THINGS TO DO —
A - Answer these questions from the article on Charles L. Sacavage's promotion:
(i) To what rank was Sacavage promoted, and on what date were the ceremonies held?
(ii) Since when has he been part of the 193rd Special Operations Wing and the 201st Red Horse Squadron?
(iii) What is his role in the unit?
B - Carry on the article on Charles L. Sacavage's promotion from its last sentence.

SELECTED EXTRACT —
FORT INDIANTOWN GAP - During ceremonies July 16 at Fort Indiantown Gap, Captain Charles L. Sacavage was promoted to major in the Pennsylvania Air National Guard.

Sacavage is a son of Charles and Mary Sacavage, of Hegins, and a grandson of Julie Trometter and the late Lawrence Trommter, of Gordon, and the late Charles and Elizabeth Sacavage, of Mount Carmel. He is also a nephew of Northumberland County President Judge Robert B. Sacavage and Gregory A. Sacavage, Mount Carmel Area athletic director and administrator.

Sacavage has been part of the Air Force's 193rd Special Operations Wing (SOW) and the 201st Red Horse Squadron (RHS) since November 2007. Prior to his tour of duty with the Air National Guard, Sacavage was a first lieutenant with the U.S. Marine Crops' 5th regiment of its 1st battalion. During his enlistment from 2001 to 2007, he completed two tours of duty in Iraq and as a member of the Guard, he has completed one deployment to Afghanistan.

As part of the 193rd SOW and RHS, he is based out of Harrisburg and Fort Indiantown Gap. Sacavage is an engineering officer for the unit.

STUDY MATERIAL —
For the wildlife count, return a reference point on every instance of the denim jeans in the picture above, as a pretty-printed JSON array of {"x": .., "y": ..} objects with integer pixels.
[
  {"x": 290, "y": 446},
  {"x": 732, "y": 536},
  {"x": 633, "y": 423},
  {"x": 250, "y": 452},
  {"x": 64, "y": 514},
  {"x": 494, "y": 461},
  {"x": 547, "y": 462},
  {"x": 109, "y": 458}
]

RESULTS OF THE TASKS —
A -
(i) Major, at ceremonies on July 16.
(ii) November 2007.
(iii) Engineering officer.

B -
RED HORSE (Rapid Engineer Deployable Heavy Operational Repair Squadron Engineers) squadrons provide the U.S. Air Force with a highly mobile civil engineering response force to support contingency and special operations worldwide. Units are self-sufficient, 404-person mobile squadrons capable of rapid response and independent operations in remote, high-threat environments worldwide.

RED HORSE's major wartime responsibility is to provide a highly mobile, rapidly deployable, civil engineering response force that is self-sufficient to perform heavy damage repair required for recovery of critical Air Force facilities and utility systems, and aircraft launch and recovery. In addition, it accomplishes engineer support for bed-down of weapon systems required to initiate and sustain operations in an austere bare base environment, including remote hostile locations, or locations in a chemical, biological, radiological, nuclear and high-yield explosives (CBRNE) prone environment.

Sacavage, a 1997 graduate of Pottsville Nativity High School, earned a civil engineering degree from Villanova University in 2007 and a master's degree in civil engineering from California Polytechnic University in San Luis Obispo, Calif.

He lives in Mechanicsburg, with his wife, Krystle (Jackson), and is employed by the Dillsburg Engineering firm of Newell, Tereska and Mac Kay. His wife is employed as an assistant counsel for the law division of the Bureau of the Pennsylvania Utilities Commission.